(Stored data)
---+---
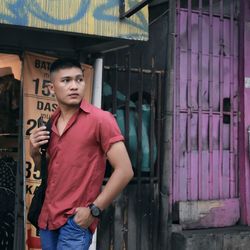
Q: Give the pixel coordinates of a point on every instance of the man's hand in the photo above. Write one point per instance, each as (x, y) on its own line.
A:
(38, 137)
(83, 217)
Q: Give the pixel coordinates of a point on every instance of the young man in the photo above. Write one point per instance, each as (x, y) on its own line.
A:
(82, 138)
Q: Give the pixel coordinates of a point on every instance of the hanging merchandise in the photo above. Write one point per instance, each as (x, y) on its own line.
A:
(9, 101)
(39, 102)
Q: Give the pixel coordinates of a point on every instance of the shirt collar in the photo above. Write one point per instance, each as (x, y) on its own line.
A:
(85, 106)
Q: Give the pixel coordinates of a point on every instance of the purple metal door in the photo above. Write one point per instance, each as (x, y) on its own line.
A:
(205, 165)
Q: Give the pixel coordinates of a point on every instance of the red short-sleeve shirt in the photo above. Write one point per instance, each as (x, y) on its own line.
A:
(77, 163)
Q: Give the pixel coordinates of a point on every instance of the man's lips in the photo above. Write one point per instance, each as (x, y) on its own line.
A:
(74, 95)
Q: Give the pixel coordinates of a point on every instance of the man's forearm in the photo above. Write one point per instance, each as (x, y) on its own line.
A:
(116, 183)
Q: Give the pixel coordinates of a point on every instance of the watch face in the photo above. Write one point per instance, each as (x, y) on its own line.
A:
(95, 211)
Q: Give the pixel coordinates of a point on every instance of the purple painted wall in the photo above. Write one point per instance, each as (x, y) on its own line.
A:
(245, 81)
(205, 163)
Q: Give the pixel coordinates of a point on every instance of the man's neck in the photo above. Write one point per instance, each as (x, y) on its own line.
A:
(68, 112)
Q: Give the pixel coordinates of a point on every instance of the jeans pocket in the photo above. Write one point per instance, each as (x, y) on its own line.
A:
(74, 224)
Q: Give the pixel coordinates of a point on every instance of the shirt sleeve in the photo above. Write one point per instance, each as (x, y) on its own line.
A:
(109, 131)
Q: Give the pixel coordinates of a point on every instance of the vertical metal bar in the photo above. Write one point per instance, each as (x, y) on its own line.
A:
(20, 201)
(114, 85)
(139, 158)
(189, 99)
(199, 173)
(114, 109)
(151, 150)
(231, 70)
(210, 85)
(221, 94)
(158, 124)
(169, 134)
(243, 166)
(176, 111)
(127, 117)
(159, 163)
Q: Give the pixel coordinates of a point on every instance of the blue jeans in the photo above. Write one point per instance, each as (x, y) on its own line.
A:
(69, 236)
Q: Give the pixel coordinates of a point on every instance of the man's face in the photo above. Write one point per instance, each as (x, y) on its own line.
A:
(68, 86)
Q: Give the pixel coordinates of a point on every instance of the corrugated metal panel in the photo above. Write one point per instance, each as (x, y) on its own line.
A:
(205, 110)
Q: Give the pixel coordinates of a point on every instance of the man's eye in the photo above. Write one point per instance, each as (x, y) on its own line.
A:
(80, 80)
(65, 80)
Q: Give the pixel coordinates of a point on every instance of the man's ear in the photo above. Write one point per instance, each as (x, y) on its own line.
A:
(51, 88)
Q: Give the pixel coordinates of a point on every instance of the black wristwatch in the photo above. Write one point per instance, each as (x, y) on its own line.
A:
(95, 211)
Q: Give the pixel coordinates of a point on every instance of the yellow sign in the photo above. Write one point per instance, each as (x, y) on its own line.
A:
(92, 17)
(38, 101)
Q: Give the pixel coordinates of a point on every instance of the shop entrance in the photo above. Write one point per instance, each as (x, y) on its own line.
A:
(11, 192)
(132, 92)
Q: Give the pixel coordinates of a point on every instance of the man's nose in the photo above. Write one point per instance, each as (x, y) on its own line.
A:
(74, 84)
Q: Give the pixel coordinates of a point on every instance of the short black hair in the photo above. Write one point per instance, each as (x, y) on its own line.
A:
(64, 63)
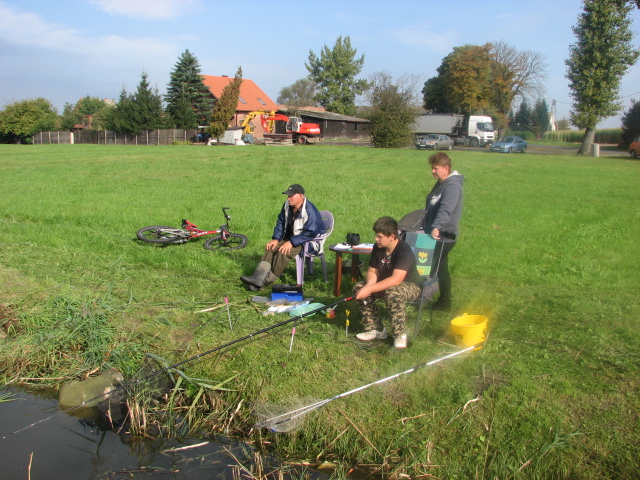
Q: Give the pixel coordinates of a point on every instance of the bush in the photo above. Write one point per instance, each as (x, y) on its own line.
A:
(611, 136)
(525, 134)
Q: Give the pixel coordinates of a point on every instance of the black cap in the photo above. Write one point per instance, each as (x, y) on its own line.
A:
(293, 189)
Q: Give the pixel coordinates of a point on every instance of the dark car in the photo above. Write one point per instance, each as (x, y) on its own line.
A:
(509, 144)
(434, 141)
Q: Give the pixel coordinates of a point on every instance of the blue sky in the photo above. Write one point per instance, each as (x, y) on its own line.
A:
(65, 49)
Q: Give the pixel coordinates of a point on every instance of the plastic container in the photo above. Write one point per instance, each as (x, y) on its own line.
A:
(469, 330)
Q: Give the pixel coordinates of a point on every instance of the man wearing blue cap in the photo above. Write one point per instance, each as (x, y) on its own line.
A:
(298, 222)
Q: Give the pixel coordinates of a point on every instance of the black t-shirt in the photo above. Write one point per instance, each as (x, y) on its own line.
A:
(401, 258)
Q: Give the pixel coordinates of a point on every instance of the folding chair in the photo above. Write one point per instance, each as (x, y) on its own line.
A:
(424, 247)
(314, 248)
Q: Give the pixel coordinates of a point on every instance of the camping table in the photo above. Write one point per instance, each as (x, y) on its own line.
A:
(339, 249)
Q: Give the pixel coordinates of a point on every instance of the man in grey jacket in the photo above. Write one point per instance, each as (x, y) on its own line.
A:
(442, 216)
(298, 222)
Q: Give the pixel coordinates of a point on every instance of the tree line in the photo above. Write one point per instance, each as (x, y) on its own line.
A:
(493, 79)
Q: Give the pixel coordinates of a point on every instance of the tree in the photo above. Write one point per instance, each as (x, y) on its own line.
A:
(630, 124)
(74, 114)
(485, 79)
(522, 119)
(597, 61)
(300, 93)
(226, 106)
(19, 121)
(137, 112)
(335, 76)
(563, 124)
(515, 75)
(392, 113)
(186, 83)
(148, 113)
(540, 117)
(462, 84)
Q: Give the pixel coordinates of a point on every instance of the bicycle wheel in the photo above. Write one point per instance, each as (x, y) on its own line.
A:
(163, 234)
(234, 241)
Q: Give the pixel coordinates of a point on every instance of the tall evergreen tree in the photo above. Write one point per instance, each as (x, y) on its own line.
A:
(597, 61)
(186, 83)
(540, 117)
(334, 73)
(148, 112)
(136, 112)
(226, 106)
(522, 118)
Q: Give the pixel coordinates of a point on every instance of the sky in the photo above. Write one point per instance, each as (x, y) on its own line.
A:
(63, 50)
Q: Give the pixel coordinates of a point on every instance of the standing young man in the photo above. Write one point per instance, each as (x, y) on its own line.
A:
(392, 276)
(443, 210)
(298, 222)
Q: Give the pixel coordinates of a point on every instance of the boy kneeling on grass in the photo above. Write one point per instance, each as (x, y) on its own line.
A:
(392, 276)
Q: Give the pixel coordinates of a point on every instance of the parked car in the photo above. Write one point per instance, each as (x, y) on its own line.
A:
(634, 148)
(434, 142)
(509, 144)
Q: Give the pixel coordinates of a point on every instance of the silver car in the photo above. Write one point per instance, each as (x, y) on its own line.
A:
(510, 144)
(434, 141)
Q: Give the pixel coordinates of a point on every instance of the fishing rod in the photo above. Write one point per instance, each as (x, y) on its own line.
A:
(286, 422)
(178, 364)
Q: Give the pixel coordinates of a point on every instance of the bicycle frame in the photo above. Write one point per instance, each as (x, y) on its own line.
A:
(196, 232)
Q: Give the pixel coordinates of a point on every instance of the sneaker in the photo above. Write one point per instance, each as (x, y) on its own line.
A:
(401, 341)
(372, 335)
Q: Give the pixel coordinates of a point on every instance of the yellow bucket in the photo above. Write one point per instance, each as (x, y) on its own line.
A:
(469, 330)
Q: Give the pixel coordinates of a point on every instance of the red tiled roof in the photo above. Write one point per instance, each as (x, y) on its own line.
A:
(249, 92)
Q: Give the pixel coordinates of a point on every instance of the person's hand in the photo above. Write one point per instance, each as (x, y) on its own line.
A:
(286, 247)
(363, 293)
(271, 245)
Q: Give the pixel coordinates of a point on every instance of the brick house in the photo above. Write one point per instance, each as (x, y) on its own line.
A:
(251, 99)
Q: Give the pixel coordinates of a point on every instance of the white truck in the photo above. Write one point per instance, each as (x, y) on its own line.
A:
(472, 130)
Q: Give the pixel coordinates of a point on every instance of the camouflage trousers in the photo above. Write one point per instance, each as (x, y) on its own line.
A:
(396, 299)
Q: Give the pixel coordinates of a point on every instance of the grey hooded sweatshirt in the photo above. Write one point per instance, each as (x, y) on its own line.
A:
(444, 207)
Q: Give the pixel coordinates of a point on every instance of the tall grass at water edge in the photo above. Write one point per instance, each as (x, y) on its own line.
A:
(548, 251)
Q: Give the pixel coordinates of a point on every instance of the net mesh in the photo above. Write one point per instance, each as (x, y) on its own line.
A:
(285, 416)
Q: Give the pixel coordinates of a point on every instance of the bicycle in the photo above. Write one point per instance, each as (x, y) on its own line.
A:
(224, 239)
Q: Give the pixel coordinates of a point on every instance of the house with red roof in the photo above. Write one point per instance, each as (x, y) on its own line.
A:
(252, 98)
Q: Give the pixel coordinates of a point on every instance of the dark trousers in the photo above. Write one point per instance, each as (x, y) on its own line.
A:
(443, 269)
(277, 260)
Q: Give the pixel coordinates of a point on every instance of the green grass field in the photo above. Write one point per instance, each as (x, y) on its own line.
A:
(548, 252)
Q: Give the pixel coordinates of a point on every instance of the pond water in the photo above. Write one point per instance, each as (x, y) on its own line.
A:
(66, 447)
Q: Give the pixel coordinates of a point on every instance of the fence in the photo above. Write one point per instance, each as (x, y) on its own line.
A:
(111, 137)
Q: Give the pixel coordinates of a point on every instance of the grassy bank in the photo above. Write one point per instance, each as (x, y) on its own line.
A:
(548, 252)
---+---
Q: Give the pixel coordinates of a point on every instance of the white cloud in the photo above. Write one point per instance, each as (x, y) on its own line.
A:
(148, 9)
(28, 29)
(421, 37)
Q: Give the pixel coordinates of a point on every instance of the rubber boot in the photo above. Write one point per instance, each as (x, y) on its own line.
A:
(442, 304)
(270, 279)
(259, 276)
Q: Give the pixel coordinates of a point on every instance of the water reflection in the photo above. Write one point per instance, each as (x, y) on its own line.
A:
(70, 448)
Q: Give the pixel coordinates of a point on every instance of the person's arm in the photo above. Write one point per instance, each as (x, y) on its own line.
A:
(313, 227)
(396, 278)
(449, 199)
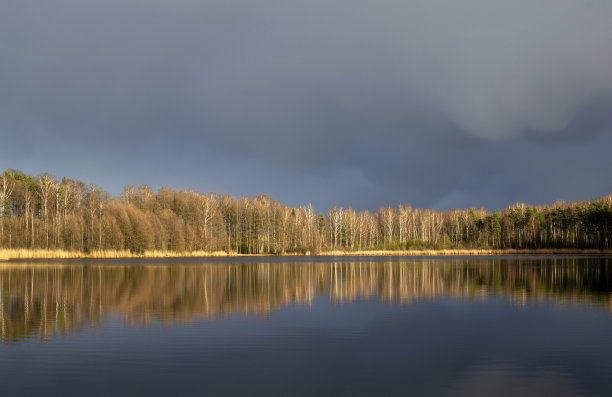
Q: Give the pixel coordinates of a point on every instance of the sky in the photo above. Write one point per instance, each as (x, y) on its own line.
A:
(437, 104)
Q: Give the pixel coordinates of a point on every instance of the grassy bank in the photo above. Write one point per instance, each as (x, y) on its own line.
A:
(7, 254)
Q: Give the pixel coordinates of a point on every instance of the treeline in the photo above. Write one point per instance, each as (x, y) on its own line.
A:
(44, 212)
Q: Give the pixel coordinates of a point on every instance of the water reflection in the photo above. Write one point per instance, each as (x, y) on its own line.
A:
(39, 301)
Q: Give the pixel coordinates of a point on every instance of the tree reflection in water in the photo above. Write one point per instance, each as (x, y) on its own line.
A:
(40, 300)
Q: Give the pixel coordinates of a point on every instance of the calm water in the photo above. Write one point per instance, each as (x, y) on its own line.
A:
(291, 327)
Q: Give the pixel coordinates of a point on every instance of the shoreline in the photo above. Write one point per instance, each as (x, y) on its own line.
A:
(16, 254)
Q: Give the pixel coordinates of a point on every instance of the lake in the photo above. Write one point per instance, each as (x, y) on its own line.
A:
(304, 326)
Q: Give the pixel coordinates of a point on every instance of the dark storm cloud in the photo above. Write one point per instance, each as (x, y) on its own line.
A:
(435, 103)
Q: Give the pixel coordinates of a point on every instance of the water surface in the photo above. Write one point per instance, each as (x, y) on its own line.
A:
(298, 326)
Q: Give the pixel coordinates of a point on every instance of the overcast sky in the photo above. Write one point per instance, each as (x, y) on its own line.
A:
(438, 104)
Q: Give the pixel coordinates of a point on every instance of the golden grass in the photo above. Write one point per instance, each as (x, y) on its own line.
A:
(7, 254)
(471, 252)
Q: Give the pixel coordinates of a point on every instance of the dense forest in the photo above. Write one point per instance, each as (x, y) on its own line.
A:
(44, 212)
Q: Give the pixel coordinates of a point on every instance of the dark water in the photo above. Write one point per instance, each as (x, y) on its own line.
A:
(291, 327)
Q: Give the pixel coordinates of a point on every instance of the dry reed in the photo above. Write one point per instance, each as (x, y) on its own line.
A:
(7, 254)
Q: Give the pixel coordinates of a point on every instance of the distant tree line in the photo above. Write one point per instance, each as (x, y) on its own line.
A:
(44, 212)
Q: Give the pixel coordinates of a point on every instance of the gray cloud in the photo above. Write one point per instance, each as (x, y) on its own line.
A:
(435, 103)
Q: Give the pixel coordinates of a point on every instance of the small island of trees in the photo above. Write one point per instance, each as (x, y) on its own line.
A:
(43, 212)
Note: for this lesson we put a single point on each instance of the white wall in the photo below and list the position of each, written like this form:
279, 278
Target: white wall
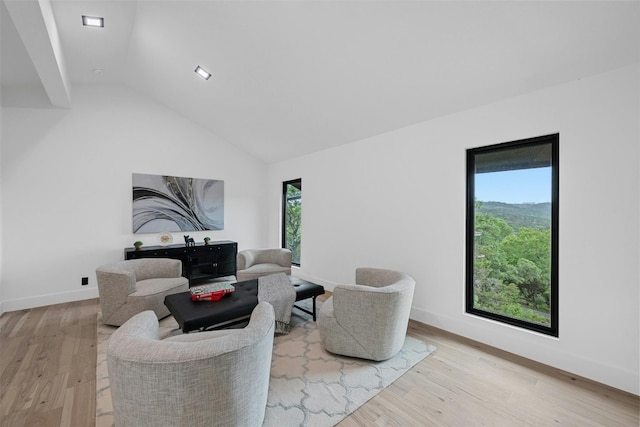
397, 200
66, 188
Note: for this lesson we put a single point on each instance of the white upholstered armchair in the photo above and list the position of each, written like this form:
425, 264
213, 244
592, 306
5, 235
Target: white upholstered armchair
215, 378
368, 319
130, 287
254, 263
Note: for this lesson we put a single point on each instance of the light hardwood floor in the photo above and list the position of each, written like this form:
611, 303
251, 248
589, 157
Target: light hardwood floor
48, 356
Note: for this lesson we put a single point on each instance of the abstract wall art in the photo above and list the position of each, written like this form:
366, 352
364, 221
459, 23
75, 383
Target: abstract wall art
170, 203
---+---
Goal of the exercise ->
Single out each line of the records above with the string "tall" in it, and copy it.

Exercise output ->
Q: Give the pixel coordinates of a point on every instance of the tall evergreen tree in the photo above. Write one point per instance, each as (x, y) on its own line.
Q: Give the pixel coordinates of a point on every instance of the tall grass at water edge in the photo above. Write one point per instance, each as (x, y) on its own line.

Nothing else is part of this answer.